PAGE EXCERPT:
Israel warns of long Gaza war as Palestinian fighters cross border

GAZA/JERUSALEM (Reuters) – A grim-faced Israeli Prime Minister Benjamin Netanyahu warned yesterday of a protracted war in Gaza, dashing any hopes of a swift end to the three-week conflict as Palestinian fighters launched an audacious cross-border raid. The Israeli army said five of its soldiers died in two separate incidents, including four in a mortar strike. Local media also reported casualties in the infiltration, but there was no immediate confirmation of this.

Inside Gaza itself, eight children and two adults were killed by a blast in a park as an unofficial truce sought by the United Nations for the Muslim Eid al-Fitr festival collapsed.

Residents blamed the explosion on an airstrike, but Israel said a misfiring militant rocket caused the carnage.

“It has been a difficult, painful day,” Netanyahu said in a televised address to the nation.

“We need to be prepared for a protracted campaign. We will continue to act with force and discretion until our mission is accomplished,” he said, adding that Israeli troops would not leave Gaza until they had destroyed Hamas’s tunnel network.

Some 1,060 Gazans, most of them civilians, have died in the conflagration. Israel has lost 48 soldiers and another three civilians have been killed by Palestinian shelling.

As night fell over Gaza, army flares illuminated the sky and the sound of intense shelling could be heard. The military warned thousands of Palestinians to flee their homes in areas around Gaza City – usually the prelude to major army strikes.

The explosion of violence, after a day of relative calm, appeared to wreck international hopes of turning a brief lull in fighting into a longer-term ceasefire.

Gaza’s dominant Hamas Islamists said they had accepted a UN call for a pause in hostilities yesterday to coincide with Eid, which marks the end of the fasting month of Ramadan.

THE PROBLEM: Could you carry the news report on the Gaza war forward from its last sentence? These records have no connection to the news report.

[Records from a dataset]
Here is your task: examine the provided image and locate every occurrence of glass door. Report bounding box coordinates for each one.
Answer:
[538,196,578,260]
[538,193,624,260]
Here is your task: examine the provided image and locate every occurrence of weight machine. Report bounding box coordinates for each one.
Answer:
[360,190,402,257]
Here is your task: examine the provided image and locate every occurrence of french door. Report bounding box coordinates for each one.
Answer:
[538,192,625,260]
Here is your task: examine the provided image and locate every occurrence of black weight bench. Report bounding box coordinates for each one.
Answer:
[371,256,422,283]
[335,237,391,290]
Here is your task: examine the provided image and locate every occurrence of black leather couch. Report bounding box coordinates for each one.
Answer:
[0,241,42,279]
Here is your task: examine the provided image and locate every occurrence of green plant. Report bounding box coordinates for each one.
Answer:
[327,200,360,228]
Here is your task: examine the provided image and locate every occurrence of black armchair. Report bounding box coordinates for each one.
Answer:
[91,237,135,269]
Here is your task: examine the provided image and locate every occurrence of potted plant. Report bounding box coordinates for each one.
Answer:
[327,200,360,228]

OUTPUT FOR THIS EXERCISE:
Israel initially balked, having abandoned its own offer to extend a 12-hour truce from Saturday when Palestinian rockets kept flying. However, calm gradually descended through the night with just the occasional exchange of fire heard until a series of blasts shook Gaza in the afternoon. Pools of blood lay on the ground in the Beach refugee camp garden in northern Gaza after it was hit by a huge explosion.

“We came out of the mosque when I saw the children playing with their toy guns. Seconds later a missile landed,” said Munther Al-Derbi, a resident of the camp.

“May God punish … Netanyahu,” he said. At roughly the same time, another blast shook the grounds of Gaza’s main Shifa hospital, without causing any casualties. Israel, which has previously accused Hamas fighters of hiding in the hospital, again blamed an errant militant missile.

Foreign pressure has been building on Netanyahu to muzzle his forces, with both US President Barack Obama and the UN Security Council urging an immediate ceasefire that would allow relief to reach Gaza’s 1.8 million Palestinians, followed by negotiations on a more durable cessation of hostilities.

Israel wants guarantees Hamas will be stripped of its tunnels and rocket stocks. It worries the Palestinian Islamists will parlay the truce talks mediated by their friends in Qatar and Turkey into an easing of an Israeli-Egypt blockade on Gaza.

In his television address, Netanyahu said any solution to the crisis would need to see Hamas stripped of its weapons.

“The process of preventing the armament of the terror organisation and demilitarisation of the Gaza Strip must be part of any solution. And the international community must demand this forcefully,” he said.

Hamas said its forces had infiltrated Israel to retaliate for the killing of the children in the Beach camp.

“His threats do not frighten either Hamas or the Palestinian people, and the (Israeli) occupation will pay the price for its massacres against children and civilians,” Hamas spokesman Sami Abu Zuhri told Reuters.